Edit the material from its first line through the line holding "(1194, 327)", inclusive, so that "black cable" becomes "dark cord" and nothing else changes. Return only those lines.

##### DATA RECORDS

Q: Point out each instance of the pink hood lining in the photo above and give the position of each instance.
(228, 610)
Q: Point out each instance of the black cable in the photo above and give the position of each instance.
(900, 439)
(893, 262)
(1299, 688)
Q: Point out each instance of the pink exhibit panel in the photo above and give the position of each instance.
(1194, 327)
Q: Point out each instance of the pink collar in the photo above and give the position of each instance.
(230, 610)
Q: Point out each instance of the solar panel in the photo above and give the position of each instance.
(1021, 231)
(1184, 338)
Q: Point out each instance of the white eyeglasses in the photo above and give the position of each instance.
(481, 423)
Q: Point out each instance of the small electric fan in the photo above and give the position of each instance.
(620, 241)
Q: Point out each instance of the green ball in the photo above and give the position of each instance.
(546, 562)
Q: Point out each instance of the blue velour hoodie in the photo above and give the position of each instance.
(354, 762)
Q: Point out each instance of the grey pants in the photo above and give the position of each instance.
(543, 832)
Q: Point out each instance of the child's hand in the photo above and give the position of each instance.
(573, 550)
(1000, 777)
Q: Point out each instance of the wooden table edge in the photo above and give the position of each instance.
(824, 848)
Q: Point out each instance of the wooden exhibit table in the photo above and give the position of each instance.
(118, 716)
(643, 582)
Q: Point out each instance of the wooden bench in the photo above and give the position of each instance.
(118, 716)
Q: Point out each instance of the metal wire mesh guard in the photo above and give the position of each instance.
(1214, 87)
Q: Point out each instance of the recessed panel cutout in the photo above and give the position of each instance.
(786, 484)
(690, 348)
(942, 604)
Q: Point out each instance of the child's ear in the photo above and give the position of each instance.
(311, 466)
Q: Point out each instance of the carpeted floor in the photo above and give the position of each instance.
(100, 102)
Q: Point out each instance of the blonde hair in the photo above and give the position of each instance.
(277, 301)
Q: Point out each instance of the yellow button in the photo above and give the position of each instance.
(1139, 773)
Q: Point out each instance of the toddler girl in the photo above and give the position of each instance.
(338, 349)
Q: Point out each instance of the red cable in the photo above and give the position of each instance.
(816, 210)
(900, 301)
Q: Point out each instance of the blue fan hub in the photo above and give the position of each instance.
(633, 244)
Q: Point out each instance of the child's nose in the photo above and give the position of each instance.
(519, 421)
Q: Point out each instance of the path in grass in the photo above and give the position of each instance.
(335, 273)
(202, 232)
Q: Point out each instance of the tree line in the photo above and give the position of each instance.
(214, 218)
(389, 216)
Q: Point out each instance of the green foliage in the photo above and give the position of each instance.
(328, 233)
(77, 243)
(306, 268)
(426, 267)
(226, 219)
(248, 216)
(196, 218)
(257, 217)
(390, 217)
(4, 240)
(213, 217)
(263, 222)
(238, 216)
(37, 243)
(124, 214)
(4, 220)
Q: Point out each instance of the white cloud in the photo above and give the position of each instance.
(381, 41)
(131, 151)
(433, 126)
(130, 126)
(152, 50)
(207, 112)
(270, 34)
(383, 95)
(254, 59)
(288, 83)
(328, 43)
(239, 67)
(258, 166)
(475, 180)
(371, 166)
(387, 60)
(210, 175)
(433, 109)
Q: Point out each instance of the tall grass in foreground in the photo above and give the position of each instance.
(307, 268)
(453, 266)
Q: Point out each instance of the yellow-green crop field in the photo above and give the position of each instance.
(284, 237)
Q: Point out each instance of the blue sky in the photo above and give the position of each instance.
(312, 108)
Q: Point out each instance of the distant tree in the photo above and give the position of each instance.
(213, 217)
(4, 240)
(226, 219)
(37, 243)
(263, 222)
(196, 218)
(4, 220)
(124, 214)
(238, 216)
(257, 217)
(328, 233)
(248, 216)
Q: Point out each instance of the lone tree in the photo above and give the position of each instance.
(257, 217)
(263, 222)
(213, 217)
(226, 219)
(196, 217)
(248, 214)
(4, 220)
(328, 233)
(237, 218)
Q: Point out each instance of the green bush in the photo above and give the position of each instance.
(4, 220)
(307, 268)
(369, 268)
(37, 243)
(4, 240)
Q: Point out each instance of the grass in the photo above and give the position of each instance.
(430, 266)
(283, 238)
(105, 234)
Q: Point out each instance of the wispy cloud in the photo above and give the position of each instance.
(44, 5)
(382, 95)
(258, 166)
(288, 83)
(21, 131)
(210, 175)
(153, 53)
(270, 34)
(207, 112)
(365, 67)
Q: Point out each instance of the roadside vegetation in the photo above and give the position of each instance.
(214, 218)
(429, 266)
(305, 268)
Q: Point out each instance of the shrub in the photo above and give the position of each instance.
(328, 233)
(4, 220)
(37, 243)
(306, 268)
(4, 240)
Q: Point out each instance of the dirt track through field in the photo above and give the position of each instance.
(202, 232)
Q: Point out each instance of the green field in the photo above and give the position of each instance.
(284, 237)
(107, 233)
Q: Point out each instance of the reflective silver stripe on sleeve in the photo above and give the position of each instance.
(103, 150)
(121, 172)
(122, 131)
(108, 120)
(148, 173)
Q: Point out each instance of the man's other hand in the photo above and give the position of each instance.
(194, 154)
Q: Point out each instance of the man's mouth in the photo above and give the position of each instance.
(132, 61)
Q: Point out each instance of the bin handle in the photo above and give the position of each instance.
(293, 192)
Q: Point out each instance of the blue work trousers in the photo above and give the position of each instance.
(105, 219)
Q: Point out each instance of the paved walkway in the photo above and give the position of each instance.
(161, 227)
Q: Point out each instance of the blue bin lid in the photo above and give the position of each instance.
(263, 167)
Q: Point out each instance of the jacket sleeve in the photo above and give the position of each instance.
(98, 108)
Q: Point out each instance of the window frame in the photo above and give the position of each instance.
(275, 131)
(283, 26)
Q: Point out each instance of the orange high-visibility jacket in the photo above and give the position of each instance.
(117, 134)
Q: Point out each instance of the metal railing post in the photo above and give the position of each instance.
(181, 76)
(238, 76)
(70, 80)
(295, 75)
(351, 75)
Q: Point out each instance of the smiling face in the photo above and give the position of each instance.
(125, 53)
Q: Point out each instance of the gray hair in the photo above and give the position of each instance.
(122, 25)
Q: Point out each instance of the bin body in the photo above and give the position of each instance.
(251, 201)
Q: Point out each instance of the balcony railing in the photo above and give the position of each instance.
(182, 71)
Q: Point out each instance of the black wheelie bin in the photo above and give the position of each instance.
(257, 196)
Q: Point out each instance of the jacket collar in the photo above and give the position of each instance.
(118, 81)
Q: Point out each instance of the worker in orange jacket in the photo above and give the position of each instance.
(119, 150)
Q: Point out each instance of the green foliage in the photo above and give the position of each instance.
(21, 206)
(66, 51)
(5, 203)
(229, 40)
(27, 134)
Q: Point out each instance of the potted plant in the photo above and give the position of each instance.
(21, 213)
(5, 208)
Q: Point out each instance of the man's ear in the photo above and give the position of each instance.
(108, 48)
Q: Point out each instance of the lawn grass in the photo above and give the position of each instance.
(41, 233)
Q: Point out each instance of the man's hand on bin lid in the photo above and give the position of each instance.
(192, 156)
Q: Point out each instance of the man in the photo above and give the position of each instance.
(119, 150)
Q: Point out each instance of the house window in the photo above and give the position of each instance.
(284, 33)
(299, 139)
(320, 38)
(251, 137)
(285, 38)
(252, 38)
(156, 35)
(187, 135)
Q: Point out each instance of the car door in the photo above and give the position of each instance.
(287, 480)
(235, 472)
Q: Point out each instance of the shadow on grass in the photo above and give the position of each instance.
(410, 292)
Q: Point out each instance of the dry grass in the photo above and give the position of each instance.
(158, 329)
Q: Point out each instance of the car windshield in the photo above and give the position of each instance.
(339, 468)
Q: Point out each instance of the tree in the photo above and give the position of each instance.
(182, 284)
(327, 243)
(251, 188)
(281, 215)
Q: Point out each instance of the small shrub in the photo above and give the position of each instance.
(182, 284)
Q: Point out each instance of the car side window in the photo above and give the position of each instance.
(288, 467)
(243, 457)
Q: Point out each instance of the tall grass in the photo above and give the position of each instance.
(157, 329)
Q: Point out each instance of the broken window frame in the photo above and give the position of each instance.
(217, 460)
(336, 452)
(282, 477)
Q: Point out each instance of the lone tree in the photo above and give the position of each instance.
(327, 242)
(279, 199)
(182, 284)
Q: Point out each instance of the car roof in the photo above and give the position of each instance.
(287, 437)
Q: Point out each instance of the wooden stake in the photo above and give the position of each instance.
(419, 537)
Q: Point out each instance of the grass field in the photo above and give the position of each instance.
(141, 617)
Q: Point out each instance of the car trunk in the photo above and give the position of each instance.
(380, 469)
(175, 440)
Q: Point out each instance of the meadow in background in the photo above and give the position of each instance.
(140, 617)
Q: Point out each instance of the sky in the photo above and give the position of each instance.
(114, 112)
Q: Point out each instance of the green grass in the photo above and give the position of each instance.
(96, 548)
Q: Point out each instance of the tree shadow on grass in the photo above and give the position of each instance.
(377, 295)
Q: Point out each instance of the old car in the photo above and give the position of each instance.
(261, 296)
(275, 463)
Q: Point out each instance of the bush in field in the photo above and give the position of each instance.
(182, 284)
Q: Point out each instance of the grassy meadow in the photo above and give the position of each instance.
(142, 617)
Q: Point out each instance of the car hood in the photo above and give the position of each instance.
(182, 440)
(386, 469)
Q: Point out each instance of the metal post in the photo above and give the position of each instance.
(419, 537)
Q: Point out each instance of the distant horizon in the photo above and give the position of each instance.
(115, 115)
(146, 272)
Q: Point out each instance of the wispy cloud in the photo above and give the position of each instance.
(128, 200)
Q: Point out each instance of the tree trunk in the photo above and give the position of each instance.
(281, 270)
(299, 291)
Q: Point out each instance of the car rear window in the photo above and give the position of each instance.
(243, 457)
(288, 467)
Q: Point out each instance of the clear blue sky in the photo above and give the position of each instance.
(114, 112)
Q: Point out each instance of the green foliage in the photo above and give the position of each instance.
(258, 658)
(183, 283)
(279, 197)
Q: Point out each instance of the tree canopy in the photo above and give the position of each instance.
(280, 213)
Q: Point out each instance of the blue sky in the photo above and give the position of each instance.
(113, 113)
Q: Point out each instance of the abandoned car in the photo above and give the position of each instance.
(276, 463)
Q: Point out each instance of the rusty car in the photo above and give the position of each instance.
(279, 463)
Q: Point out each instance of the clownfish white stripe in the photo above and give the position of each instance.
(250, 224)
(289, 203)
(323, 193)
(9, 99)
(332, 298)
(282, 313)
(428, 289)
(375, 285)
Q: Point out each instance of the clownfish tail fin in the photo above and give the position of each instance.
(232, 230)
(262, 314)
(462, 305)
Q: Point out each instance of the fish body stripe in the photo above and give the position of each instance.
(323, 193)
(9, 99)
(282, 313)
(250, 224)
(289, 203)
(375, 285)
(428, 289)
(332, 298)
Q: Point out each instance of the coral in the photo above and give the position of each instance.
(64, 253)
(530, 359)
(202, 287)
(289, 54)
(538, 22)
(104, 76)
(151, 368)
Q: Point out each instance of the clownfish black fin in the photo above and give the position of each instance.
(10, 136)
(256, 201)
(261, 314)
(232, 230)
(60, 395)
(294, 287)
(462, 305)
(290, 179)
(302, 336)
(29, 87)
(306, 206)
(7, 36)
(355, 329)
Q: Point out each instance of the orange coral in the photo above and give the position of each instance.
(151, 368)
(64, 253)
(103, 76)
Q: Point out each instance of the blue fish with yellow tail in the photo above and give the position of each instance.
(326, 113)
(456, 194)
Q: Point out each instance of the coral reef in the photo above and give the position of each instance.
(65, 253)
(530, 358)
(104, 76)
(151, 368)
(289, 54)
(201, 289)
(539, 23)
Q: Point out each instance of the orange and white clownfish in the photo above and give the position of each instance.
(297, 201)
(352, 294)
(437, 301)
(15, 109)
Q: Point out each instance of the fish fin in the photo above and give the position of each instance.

##########

(ANSWER TO THIS PROBLEM):
Q: Point out each instance of the pink hood lining in the photo above and give the position of each instance.
(228, 610)
Q: Point out each instance of the dark cord in the photo above and give the position of each instance.
(900, 439)
(893, 262)
(1299, 688)
Q: Point out each instance of the pink exhibit panel in the photo above and give the position of each instance.
(1194, 327)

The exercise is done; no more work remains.